# start of PAGE EXCERPT

The duplex had been listed for sale for a decade, but until this year, its asking price and particular faults scared off suitors.

That all changed this winter. With the Lower Mainland housing market in a frenzy, the property was purchased by a foreign investor who never visited the home. And in February, an eviction notice arrived and the Zawatskys were plunged into a housing and rental market that has changed dramatically in the last year.

After years of work, the Zawatskys suddenly found their housing budget upended. Finding another rental unit seemed impossible, especially since, as Jonathan says, “Having pets is a death knell in this market.” The family also looked at buying, but most properties in the family’s budget were more expensive and less appealing than their current home.

So Sheena got typing, penning a passionate note about her family’s difficulty finding a new home.

“I don’t mind having to add hours to my weekly shifts,” Sheena wrote in her craigslist post. “I don’t mind working hard for what matters. I just want to put a roof over my family’s heads. Sounds simple, yeah? Well, it’s the opposite of simple.”

• • • • •

Last October, the Abbotsford-Mission area’s apartment vacancy rate was measured at 0.8 per cent, down dramatically from 3.1 per cent the previous year and the lowest rate on record since 1990. Average rents had also increased by nearly three per cent – outpacing the allowable rent increases on individual tenants allowed under the Residential Tenancy Act. (Rental rates can increase beyond that limit when tenants move.)

House prices, meanwhile, have skyrocketed. The price of a typical Mission home has increased by more than 20 per cent in just the last year (see story on Page 3). High demand and a low supply of homes for sales means that many of those properties listed generate multiple offers, which has only helped drive up prices.

Real estate professionals say that as the price of housing has increased in Vancouver and surrounding suburbs, residents there have looked further east, driving up home values in the Fraser Valley.

“What happens is, as prices get too high in the city, [people] start to move out,” the Fraser Valley Real Estate Board’s Jorda Maisey said earlier this year. “When you start having more buyers and less inventory, it’s supply and demand. The activity starts to shift, and get further and further out.”

In the Fraser Valley, there are indications that at least some of the housing demand is tied to a booming economy.

Statistics Canada recently reported unemployment rates to be on a steady decline in the city, from 8.8 per cent in 2011 to 6.4 per cent in 2015. And the Canada Mortgage and Housing Corporation (CMHC) has attributed demand to an improving labour market bolstered, in part, by a manufacturing sector aided by the low dollar.

# end of PAGE EXCERPT
# start of RECORDED INFORMATION

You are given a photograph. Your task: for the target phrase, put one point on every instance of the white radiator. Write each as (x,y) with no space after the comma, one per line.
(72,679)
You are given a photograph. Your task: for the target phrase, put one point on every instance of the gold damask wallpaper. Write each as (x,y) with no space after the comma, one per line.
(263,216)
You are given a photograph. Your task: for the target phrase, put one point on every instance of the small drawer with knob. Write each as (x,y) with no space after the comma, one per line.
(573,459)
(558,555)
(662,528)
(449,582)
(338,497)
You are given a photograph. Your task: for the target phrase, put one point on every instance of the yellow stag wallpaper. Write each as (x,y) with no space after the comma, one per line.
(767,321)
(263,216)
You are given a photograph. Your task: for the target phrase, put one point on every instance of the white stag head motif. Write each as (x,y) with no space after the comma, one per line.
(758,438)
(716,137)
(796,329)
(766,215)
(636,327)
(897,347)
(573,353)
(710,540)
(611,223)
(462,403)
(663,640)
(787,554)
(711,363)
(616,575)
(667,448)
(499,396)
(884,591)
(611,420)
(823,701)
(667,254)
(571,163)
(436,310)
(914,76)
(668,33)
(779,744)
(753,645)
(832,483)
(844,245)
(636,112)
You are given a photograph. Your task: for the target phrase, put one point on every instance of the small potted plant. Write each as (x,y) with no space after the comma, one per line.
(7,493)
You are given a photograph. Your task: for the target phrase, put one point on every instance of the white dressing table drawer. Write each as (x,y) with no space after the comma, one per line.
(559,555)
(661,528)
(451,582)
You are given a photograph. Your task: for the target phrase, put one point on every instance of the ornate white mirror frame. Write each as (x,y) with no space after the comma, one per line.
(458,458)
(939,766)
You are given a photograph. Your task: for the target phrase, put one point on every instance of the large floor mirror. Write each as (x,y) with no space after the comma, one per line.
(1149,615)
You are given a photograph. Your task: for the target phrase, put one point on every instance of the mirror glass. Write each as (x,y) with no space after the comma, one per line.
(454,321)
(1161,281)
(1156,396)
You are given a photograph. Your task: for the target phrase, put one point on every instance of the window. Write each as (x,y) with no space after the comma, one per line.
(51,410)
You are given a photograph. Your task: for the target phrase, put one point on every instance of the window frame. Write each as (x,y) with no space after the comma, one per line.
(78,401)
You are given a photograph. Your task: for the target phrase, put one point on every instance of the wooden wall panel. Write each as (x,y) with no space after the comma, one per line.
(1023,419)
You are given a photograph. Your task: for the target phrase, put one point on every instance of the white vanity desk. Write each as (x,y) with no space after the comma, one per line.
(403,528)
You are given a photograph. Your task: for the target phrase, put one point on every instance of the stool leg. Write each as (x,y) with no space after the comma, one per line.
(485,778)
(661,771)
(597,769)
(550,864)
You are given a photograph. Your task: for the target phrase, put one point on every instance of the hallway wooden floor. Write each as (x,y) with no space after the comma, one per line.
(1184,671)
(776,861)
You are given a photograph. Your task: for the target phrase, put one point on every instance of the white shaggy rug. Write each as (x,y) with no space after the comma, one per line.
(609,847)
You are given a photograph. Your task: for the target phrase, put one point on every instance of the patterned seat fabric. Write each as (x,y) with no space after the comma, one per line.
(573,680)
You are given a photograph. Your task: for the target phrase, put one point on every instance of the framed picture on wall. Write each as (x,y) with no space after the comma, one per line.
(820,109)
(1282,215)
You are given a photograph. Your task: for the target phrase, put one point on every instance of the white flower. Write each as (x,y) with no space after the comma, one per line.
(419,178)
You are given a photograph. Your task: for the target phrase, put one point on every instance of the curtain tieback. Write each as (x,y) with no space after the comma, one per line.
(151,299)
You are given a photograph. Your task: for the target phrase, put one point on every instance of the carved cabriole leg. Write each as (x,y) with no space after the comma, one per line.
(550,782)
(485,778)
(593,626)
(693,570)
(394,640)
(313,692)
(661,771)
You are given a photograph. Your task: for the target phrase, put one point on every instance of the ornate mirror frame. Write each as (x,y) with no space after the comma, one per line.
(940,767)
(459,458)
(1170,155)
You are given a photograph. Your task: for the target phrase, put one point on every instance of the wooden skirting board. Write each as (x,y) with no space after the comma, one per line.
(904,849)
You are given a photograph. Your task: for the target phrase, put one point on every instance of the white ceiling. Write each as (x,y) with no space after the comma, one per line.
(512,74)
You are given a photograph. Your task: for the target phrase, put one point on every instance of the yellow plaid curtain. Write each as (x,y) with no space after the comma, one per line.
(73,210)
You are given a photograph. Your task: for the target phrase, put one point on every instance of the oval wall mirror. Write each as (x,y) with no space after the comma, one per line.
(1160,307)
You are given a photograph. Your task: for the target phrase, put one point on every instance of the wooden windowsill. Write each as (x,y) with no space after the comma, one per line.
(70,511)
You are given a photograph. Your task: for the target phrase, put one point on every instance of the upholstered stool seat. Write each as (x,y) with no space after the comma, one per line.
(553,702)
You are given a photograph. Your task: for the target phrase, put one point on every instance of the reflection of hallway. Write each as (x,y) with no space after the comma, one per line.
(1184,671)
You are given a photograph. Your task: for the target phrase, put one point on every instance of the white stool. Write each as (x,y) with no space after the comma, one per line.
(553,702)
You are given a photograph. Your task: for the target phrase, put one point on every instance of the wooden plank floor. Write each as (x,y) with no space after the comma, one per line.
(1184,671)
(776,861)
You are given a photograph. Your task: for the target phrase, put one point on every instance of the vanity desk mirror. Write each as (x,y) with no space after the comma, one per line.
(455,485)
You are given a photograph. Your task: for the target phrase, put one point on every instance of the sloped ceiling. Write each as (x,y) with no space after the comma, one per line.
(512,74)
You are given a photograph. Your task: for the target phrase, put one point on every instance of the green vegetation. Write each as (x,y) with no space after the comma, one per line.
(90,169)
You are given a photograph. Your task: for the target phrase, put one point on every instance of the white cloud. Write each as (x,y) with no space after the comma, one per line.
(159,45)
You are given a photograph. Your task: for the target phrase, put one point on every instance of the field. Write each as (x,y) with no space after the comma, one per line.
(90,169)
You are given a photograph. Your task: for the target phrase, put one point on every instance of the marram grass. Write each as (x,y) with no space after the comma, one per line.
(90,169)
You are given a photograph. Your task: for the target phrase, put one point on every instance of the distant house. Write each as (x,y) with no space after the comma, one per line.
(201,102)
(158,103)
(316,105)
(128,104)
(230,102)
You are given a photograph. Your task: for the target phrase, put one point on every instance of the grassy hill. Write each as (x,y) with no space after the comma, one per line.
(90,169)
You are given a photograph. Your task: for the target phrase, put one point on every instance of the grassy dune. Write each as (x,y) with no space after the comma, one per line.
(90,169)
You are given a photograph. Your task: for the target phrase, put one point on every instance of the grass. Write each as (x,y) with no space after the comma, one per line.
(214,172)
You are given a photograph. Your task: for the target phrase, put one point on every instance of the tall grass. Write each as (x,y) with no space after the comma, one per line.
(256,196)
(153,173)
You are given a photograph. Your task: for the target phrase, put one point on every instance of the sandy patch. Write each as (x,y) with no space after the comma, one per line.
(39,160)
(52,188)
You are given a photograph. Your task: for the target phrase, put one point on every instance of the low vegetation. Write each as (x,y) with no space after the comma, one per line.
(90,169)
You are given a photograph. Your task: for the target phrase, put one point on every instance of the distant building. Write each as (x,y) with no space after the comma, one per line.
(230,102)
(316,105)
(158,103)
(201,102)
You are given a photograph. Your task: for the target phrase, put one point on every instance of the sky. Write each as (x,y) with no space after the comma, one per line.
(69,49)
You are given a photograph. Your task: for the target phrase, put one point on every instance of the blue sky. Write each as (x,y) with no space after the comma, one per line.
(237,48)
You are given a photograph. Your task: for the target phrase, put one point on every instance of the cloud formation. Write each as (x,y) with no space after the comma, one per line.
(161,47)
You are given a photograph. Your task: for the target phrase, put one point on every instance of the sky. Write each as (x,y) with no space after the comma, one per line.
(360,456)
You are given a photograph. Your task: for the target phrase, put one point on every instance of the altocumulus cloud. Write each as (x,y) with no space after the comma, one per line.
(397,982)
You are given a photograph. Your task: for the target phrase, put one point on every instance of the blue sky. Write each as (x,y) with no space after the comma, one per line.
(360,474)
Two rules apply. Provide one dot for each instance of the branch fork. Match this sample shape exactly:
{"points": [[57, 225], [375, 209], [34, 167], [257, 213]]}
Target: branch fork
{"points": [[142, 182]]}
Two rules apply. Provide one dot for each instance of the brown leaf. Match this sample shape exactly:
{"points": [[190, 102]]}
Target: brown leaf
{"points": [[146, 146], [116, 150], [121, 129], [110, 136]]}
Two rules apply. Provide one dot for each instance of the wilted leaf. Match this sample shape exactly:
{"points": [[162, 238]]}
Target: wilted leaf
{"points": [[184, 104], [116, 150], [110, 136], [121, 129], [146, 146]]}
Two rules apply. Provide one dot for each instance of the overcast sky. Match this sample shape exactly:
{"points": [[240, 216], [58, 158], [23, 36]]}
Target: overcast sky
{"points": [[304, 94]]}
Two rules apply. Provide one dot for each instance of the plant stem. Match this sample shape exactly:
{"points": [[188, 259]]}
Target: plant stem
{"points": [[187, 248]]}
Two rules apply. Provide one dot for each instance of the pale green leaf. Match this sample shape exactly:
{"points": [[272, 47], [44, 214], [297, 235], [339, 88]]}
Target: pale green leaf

# end of RECORDED INFORMATION

◆ **WRITTEN EXERCISE A**
Summarize the housing article in two sentences.
◆ **WRITTEN EXERCISE B**
Write the next part of the housing article, starting after its final sentence about the CMHC and the manufacturing sector.

◆ **RESPONSE A**
After a foreign investor who never visited the duplex bought it, the Zawatskys received an eviction notice in February and found both renting and buying hard, so Sheena posted a plea on craigslist. The Abbotsford-Mission vacancy rate fell to 0.8 percent last October and typical Mission home prices rose more than 20 percent in a year, which real estate professionals link to buyers moving east from Vancouver and the CMHC links partly to an improving labor market.

◆ **RESPONSE B**
The CMHC expects the Abbotsford-Mission area to welcome 1,300 new residents in each of the next two years, and predicts that the region will see total employment growth of 8.7 per cent from 2015 to 2017.

Evidence of increased demand for housing in the Central Fraser Valley is reflected in the Abbotsford and Mission school districts. Administrators in both districts had been expecting enrolment drops. Instead, both Abbotsford and Mission saw triple-digit increases in the number of students, with officials speculating some of those were a result of more people moving to the area, thought to be either from Alberta – which has seen its economic fortunes slump as the price of oil sank – or from farther west in the Lower Mainland, where home prices are even higher.

• • • • •

Sheena linked to her post on the Abbotsford Rants and Raves Facebook page, and immediately got a response both from people hoping to help and those who have found themselves in similar situations recently. At the same time, she and Jonathan made it a habit of speaking about their search to their clients at Salon Picasso, where the pair work.

Through that networking, the couple found a few leads and, eventually, a short-term rental space – albeit for several hundred more dollars per month than they are currently paying. And just last week, they had an offer accepted to buy half of an Abbotsford duplex.

But the duplex comes with a catch indicative of the fierce demand for housing locally: the Zawatskys’ new home has a tenant.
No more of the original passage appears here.